Return every line from the listing below that contains the word "blue", copying each line in full. Letter case counts when matching.

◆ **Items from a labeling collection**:
---+---

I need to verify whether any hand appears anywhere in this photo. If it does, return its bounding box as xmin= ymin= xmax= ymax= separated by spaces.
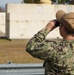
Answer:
xmin=46 ymin=19 xmax=58 ymax=31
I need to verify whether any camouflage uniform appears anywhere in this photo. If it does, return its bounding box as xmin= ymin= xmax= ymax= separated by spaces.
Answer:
xmin=26 ymin=28 xmax=74 ymax=75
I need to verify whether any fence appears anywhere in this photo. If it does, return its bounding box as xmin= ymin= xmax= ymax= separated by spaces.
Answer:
xmin=0 ymin=63 xmax=44 ymax=75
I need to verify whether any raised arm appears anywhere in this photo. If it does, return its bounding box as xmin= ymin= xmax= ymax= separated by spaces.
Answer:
xmin=26 ymin=20 xmax=59 ymax=60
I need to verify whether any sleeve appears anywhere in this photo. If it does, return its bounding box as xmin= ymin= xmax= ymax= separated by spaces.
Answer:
xmin=26 ymin=28 xmax=56 ymax=60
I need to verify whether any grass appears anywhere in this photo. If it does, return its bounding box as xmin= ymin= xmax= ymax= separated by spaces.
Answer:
xmin=0 ymin=38 xmax=43 ymax=64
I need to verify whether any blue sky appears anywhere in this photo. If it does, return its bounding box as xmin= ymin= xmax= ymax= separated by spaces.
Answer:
xmin=0 ymin=0 xmax=23 ymax=7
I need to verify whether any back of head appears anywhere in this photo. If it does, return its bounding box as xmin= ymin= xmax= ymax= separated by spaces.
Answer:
xmin=56 ymin=10 xmax=74 ymax=32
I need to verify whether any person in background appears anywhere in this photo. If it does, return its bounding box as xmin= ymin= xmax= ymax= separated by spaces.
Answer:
xmin=26 ymin=10 xmax=74 ymax=75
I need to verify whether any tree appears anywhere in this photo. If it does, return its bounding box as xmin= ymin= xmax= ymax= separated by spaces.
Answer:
xmin=23 ymin=0 xmax=40 ymax=3
xmin=0 ymin=7 xmax=4 ymax=12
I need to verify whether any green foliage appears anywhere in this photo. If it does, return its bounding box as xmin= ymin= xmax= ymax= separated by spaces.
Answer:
xmin=51 ymin=0 xmax=69 ymax=4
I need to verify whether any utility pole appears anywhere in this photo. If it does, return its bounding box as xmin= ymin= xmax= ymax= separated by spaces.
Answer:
xmin=56 ymin=0 xmax=58 ymax=4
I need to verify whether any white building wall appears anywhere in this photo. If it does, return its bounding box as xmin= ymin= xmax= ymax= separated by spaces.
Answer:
xmin=6 ymin=4 xmax=74 ymax=39
xmin=0 ymin=12 xmax=5 ymax=36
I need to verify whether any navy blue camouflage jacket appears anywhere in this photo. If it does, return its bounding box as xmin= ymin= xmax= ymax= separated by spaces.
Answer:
xmin=26 ymin=28 xmax=74 ymax=75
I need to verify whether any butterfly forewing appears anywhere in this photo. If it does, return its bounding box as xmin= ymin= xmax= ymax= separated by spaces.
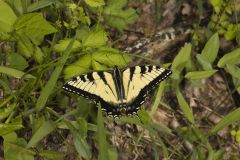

---+---

◆ **Solution for this exercise**:
I need to verify whether any blue sky appears anywhere in this photo. If it does, return its bounding box as xmin= ymin= xmax= ymax= separated by spaces.
I need to verify whether any navy blue camouflage jacket appears anywhere in this photo. If it does, return its bounding box as xmin= ymin= xmax= ymax= separated by spaces.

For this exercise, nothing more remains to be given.